- **What you need to do**
Which lines below hold the word "body"? Report each one.

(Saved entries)

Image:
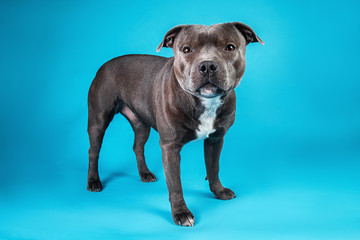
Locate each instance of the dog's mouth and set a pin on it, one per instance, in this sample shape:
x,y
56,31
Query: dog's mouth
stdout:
x,y
209,90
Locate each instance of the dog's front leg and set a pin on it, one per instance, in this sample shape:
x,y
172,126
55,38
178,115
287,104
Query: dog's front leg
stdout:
x,y
212,150
171,162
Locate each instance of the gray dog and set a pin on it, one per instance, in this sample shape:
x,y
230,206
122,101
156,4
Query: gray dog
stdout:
x,y
186,97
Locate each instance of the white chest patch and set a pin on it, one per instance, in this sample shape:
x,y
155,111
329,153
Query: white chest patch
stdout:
x,y
207,118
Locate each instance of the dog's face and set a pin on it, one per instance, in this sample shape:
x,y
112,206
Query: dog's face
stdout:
x,y
209,60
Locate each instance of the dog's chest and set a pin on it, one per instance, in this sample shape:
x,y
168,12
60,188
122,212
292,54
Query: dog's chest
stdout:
x,y
207,118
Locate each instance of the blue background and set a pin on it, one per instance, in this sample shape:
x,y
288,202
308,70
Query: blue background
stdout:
x,y
292,156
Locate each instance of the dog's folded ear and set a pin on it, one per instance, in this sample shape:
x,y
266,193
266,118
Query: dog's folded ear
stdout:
x,y
248,33
169,37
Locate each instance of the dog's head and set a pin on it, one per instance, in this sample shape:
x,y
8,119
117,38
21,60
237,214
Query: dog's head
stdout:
x,y
209,60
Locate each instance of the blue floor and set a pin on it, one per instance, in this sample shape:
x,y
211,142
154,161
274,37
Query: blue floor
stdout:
x,y
292,156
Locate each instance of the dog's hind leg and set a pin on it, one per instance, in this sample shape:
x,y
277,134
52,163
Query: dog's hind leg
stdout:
x,y
97,123
142,132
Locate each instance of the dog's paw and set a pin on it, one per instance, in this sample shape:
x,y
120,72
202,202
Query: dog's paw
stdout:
x,y
185,218
94,185
148,177
224,194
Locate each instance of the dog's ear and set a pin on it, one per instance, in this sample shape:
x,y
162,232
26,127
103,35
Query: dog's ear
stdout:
x,y
169,37
248,32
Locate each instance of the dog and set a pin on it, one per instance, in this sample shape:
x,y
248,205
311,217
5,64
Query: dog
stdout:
x,y
186,97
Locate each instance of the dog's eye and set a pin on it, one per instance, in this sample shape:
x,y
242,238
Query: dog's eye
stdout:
x,y
187,50
230,48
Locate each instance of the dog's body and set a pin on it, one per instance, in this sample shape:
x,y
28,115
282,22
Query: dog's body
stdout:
x,y
188,97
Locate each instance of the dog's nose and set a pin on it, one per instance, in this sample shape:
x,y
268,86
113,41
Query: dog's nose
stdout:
x,y
208,68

- **Finished exercise**
Locate each instance of the dog's body and set a pin on it, one per instance, in this sample shape:
Query: dog's body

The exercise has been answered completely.